Mine Wall Collapse Kills 12

Miners search for jade stones at a mine dump in a Hpakant jade mine in Kachin state. Photo: Thaung Nyunt
Miners search for jade stones at a mine dump in a Hpakant jade mine in Kachin state. Photo: Thaung Nyunt

A second mine collapse this month has killed 12 and injured 11 in Kachin state’s Hpakant township on Monday night with relief efforts taking place yesterday. It is reported up to 50 people were in the deserted mine when a wall collapsed.
The first mine incident occurred on 8 May killing 13.
The company, Yadanar Star, reportedly ceased its mining operations on 22 May. Soon after, hopeful prospectors moved in to search for undiscovered gems.
Daw Nilar Myint, head of Hpakant’s General Administrative Department told The Global New Light of Myanmar that rescue efforts ceased yesterday at around 4:30pm and were said to begin again this morning, she also confirmed the death toll.
“Some managed to escape unharmed as they saw the wall slowly come down,” said Daw Nilar Myint.

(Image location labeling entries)
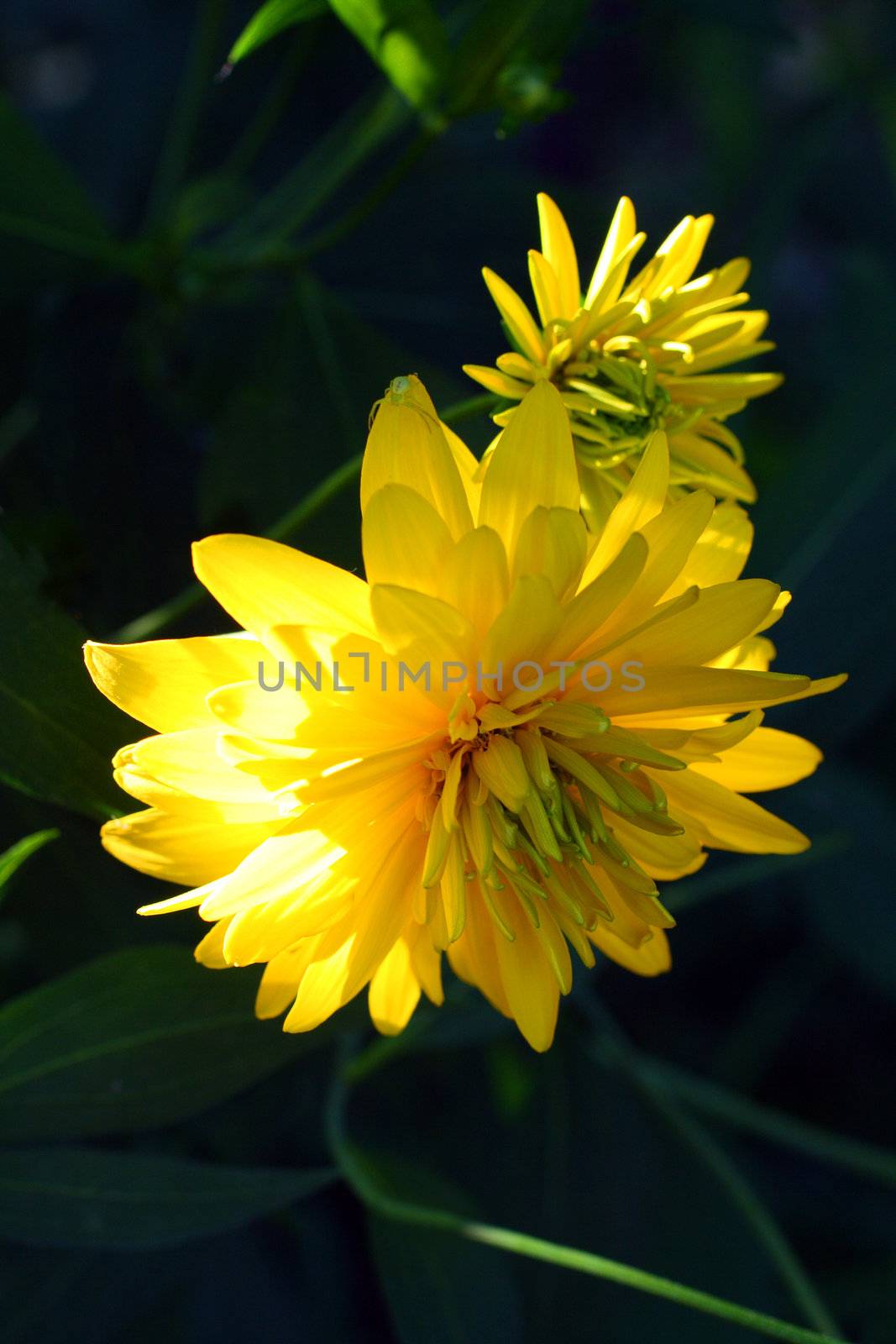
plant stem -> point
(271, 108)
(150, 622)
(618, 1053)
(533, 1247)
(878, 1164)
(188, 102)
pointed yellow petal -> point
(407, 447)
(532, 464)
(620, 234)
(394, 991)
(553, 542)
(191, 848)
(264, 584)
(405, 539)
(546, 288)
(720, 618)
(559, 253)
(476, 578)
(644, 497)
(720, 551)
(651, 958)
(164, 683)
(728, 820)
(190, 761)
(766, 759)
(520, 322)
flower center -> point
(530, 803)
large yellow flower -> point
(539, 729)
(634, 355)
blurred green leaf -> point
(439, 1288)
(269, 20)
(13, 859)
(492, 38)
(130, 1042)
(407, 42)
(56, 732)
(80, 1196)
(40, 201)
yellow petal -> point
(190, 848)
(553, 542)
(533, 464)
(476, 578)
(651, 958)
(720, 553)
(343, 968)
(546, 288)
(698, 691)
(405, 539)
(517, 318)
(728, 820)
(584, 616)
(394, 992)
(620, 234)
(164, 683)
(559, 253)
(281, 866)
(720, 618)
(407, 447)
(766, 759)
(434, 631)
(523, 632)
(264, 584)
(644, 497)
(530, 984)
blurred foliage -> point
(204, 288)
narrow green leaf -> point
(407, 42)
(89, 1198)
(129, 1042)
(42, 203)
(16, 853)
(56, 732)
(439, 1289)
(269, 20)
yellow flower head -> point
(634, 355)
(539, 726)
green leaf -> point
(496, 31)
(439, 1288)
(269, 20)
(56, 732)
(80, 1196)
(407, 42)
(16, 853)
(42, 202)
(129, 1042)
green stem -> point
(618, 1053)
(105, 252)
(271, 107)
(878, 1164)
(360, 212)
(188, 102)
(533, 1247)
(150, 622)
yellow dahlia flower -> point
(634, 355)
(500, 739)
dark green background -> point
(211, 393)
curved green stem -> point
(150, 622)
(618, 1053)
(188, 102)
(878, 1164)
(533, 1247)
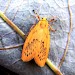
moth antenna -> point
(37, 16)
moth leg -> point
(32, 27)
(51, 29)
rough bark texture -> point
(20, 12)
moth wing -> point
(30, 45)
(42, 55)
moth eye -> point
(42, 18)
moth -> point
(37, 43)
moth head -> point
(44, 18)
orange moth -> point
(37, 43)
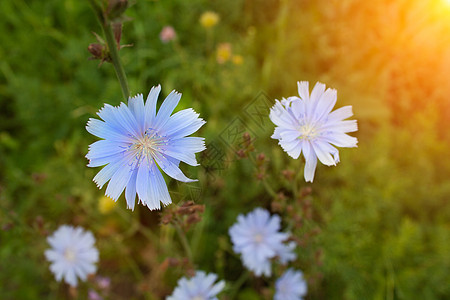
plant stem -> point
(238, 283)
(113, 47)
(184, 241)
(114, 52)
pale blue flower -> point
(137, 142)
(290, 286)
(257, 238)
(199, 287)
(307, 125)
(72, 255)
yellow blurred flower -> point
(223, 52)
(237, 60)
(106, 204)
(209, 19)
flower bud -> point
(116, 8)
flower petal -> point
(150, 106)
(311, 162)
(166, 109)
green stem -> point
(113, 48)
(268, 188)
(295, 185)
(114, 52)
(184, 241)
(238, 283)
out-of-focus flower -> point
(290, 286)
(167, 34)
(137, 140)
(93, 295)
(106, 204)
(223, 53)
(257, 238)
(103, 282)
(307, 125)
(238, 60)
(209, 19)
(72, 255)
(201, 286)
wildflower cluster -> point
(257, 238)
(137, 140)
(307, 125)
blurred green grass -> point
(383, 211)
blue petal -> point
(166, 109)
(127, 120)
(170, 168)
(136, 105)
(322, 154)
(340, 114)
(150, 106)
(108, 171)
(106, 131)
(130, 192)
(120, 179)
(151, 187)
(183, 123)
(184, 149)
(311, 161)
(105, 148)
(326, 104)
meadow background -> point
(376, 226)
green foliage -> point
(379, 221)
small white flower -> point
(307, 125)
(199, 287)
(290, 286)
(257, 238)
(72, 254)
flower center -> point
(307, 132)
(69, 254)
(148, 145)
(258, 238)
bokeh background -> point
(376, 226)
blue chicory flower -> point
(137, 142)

--

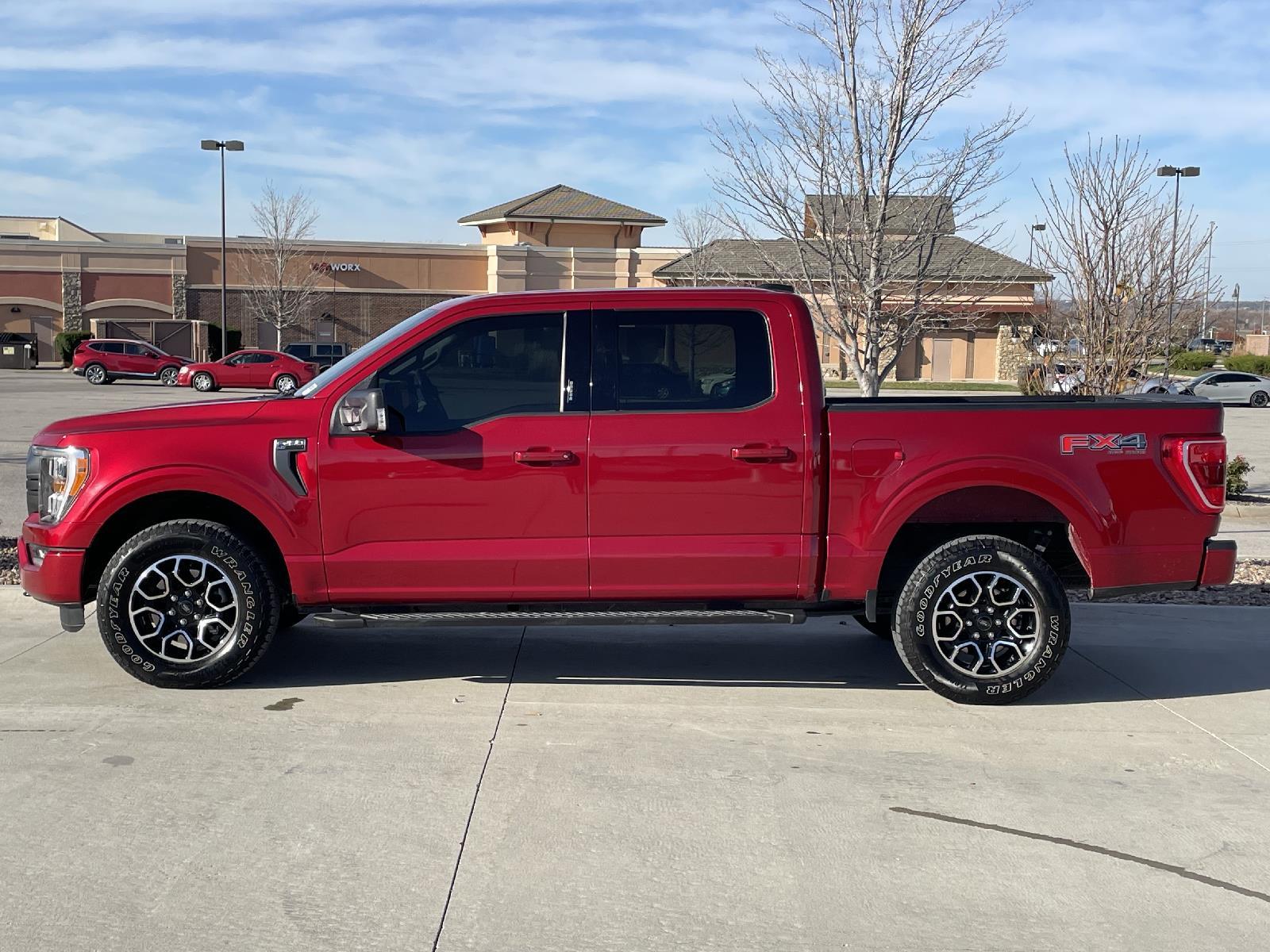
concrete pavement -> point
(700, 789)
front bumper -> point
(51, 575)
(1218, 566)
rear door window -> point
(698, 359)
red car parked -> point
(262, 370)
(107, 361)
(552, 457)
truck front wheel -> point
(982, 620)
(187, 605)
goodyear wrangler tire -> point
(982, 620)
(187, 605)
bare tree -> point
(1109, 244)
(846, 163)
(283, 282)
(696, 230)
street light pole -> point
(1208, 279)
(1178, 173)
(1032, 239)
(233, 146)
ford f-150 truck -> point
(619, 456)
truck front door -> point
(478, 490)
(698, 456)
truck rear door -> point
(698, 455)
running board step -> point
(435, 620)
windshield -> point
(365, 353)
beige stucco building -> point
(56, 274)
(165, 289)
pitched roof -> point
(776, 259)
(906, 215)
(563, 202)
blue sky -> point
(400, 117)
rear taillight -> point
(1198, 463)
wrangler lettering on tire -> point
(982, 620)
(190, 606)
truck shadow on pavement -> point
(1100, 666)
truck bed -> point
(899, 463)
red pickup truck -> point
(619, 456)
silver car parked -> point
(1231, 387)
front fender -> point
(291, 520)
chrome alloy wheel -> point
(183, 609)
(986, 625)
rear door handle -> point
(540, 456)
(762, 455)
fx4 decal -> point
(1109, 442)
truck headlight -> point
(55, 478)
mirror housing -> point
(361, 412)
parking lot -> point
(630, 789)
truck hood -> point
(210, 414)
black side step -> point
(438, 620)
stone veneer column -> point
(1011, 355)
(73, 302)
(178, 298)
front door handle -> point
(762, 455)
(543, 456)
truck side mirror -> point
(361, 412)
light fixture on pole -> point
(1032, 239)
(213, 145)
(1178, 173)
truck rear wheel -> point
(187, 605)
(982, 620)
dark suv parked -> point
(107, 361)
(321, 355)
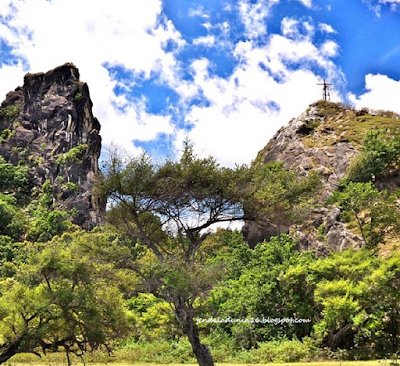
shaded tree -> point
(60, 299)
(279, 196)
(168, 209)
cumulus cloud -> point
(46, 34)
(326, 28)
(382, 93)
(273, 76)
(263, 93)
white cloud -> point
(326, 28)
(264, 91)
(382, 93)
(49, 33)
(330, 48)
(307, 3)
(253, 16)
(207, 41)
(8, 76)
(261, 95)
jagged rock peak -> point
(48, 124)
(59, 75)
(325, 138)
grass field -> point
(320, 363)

...

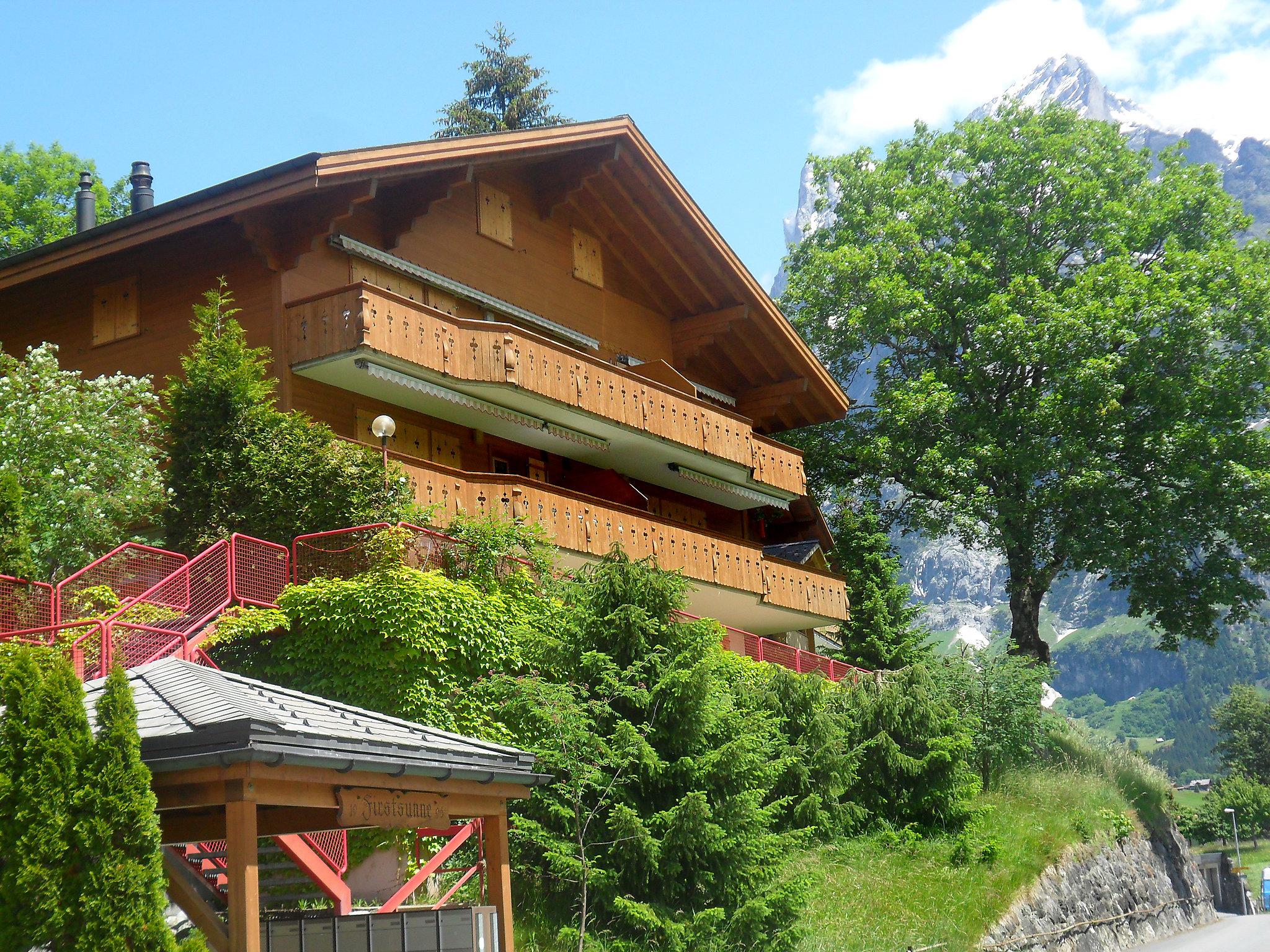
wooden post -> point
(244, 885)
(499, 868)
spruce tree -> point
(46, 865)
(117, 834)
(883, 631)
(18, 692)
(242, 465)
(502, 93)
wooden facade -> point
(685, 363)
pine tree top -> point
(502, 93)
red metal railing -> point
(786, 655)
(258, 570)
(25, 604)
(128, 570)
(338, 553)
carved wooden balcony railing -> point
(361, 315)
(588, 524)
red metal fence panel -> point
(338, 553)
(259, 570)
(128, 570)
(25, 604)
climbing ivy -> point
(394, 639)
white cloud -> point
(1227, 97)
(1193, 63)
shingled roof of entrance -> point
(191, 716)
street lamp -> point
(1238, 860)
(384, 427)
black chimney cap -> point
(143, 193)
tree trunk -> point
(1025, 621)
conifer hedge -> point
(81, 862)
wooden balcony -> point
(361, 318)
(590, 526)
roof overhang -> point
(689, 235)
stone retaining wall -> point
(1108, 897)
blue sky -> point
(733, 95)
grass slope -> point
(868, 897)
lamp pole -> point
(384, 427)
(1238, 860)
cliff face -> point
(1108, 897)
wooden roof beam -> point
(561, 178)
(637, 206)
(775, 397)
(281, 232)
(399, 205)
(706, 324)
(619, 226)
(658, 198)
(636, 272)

Task statement.
Can you write out the section of the mine collapse report that starts at the words "Mine Wall Collapse" and ends after "for undiscovered gems."? None of these records are needed for the work on the mine collapse report.

Exercise answer.
Mine Wall Collapse Kills 12

Miners search for jade stones at a mine dump in a Hpakant jade mine in Kachin state. Photo: Thaung Nyunt
Miners search for jade stones at a mine dump in a Hpakant jade mine in Kachin state. Photo: Thaung Nyunt

A second mine collapse this month has killed 12 and injured 11 in Kachin state’s Hpakant township on Monday night with relief efforts taking place yesterday. It is reported up to 50 people were in the deserted mine when a wall collapsed.
The first mine incident occurred on 8 May killing 13.
The company, Yadanar Star, reportedly ceased its mining operations on 22 May. Soon after, hopeful prospectors moved in to search for undiscovered gems.